Extracted data entries:
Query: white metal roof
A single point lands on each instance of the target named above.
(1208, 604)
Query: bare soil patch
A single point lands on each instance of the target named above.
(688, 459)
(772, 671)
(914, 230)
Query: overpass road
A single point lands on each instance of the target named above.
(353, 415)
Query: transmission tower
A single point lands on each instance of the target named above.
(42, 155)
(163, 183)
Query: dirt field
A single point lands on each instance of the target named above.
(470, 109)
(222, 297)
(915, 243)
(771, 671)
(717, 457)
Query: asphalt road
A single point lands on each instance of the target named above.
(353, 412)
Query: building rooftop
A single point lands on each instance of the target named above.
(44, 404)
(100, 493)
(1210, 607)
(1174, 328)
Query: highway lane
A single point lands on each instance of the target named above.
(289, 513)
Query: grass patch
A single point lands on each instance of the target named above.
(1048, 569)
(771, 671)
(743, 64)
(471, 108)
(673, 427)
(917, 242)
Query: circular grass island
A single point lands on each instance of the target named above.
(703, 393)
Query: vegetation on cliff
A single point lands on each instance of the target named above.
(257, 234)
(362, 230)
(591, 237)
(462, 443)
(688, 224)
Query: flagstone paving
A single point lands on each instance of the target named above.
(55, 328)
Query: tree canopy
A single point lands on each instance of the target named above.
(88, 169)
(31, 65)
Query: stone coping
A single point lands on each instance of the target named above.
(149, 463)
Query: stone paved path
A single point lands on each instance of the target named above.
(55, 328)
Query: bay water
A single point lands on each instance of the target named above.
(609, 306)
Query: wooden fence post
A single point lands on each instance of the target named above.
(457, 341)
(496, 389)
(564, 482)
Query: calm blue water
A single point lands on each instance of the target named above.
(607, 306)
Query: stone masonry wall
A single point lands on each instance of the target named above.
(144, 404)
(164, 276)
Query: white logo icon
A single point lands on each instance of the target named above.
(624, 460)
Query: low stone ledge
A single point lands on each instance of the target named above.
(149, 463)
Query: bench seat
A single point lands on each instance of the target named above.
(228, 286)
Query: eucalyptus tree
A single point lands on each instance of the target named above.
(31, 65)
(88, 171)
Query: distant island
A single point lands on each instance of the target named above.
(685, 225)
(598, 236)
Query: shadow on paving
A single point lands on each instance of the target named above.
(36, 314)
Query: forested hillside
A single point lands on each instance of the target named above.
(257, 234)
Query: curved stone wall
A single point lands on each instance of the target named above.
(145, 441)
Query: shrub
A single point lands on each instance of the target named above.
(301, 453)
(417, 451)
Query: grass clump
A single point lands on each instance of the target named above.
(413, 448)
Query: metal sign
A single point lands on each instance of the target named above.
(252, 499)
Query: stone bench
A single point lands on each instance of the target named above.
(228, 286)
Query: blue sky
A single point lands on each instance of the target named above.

Written problem>
Reproduce exactly the lines from the one with "Query: shadow on paving" through the end of the entries above, both ends included.

Solution below>
Query: shadow on paving
A single point lands on each instance of the target named above.
(36, 314)
Query: forested hillside
A single point lands on each instance of the target named above.
(257, 234)
Query: curved stone wall
A single point lands on each instance of the target named above.
(145, 441)
Query: shrub
A single point lands on each instance of the target named above.
(301, 453)
(417, 451)
Query: grass clump
A single point lands on each instance of the target named above.
(413, 448)
Query: metal sign
A single point lands on each instance of the target named above.
(252, 499)
Query: stone bench
A single point lands on each instance of the target named above.
(228, 286)
Query: blue sky
A single point lands on each instance of the target named above.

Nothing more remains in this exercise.